Das „Bedürfnis“ und die „Erlaubnis“ im Waffenrecht näher beleuchtet

Wenn wir vom Waffenrecht sprechen, fallen immer wieder bestimmte Wörter, wie Sachkunde, Zuverlässigkeit, Aufbewahrung und eben auch das Wörtchen „Bedürfnis“. Die unterschiedlichen Bedürfnisse definieren sich im Waffengesetz durch den § 8 „Bedürfnis, allgemeine Grundsätze“:

Der Nachweis eines Bedürfnisses ist erbracht, wenn gegenüber den Belangen der öffentlichen Sicherheit oder Ordnung

1. besonders anzuerkennende persönliche oder wirtschaftliche Interessen, vor allem als Jäger, Sportschütze, Brauchtumsschütze, Waffen- oder Munitionssammler, Waffen- oder Munitionssachverständiger, gefährdete Person, als Waffenhersteller oder -händler oder als Bewachungsunternehmer, und

2. die Geeignetheit und Erforderlichkeit der Waffen oder Munition für den beantragten Zweck glaubhaft gemacht sind.

Aus diesem ziemlich trocken und allgemein formulierten Paragraphen leiten sich in der Praxis verschiedene Dinge rund um das Bedürfnis Waffen legal zu erwerben ab. Aber erstmal die verschiedenen Bedürfnisse im einzelnen erklärt. 

Jäger

Es dürfte klar sein, dass ein Jäger Schusswaffen benötigt, um die Jagd ausüben zu können, denn was viele nicht wissen: Die Jagd mit Pfeil und Bogen, oder mit der Armbrust ist in Deutschland in der Regel nicht möglich, da das Strafgesetzbuch die „nicht waidgerechte“ Jagd unter Strafe stellt. Waidgerechtigkeit bedeutet, dass ein Tier beim Erlegen nicht leiden darf, weswegen ein Schuss angestrebt wird, der für das Tier sofort tödlich ist. Jäger trainieren dazu übrigens ähnlich wie Sportschützen auf speziellen Schießständen, die bestimmte Jagdsituationen (laufender Keiler, Tontauben) simulieren.

Sportschützen

Bei den sportlich interessierten Schützen ergibt sich das Bedürfnis für den Waffenbesitz durch die Ausübung des Schießsports. Das Bedürfnis wird in der Praxis nur anerkannt, wenn die Schützin oder der Schütze mindestens 18 Mal im Jahr schießt, dies über ein Schießbuch nachweist und mindestens seit 12 Monaten Mitglied in einem Sportschützenverein ist. Das Bedürfnis für den Erwerb einer Waffe ergibt sich dann aus den sportlich geschossenen Disziplinen, die über das Kaliber definiert sein können (aber nicht müssen).

Aufgabenstellung. Gib bitte aus dem Textauszug oben den Abschnitt wortgetreu wieder, der mit den Worten beginnt, die „1. besonders anzuerkennende“ enthalten, und mit „glaubhaft gemacht sind.“ schließt.

Vorliegendes Material.

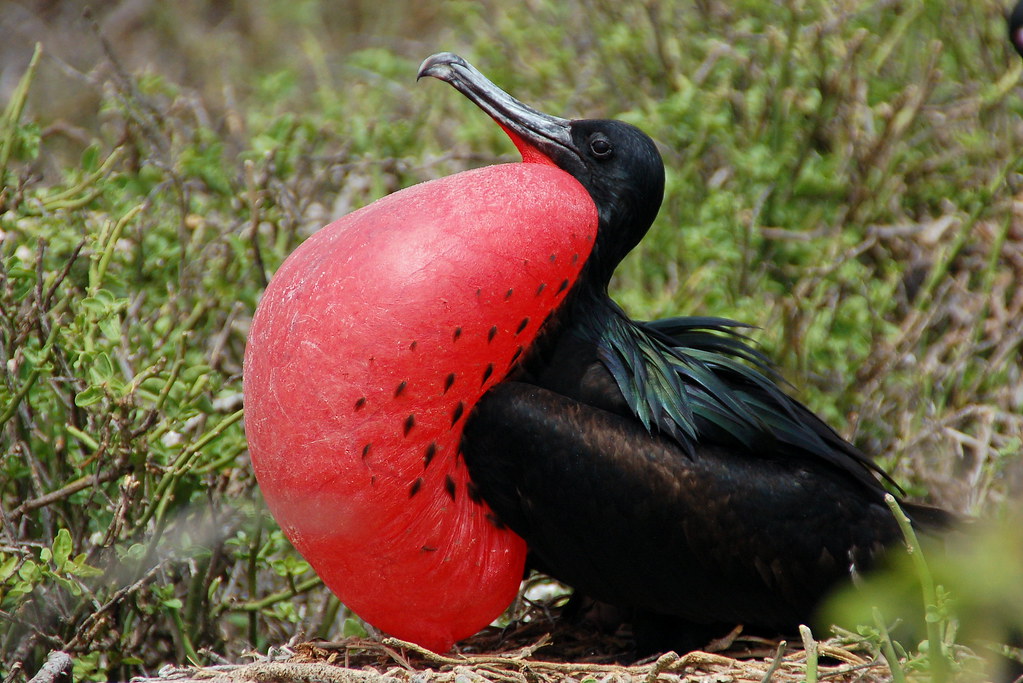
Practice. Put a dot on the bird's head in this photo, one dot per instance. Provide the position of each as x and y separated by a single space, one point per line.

Schriftliche Antwort.
1. besonders anzuerkennende persönliche oder wirtschaftliche Interessen, vor allem als Jäger, Sportschütze, Brauchtumsschütze, Waffen- oder Munitionssammler, Waffen- oder Munitionssachverständiger, gefährdete Person, als Waffenhersteller oder -händler oder als Bewachungsunternehmer, und

2. die Geeignetheit und Erforderlichkeit der Waffen oder Munition für den beantragten Zweck glaubhaft gemacht sind.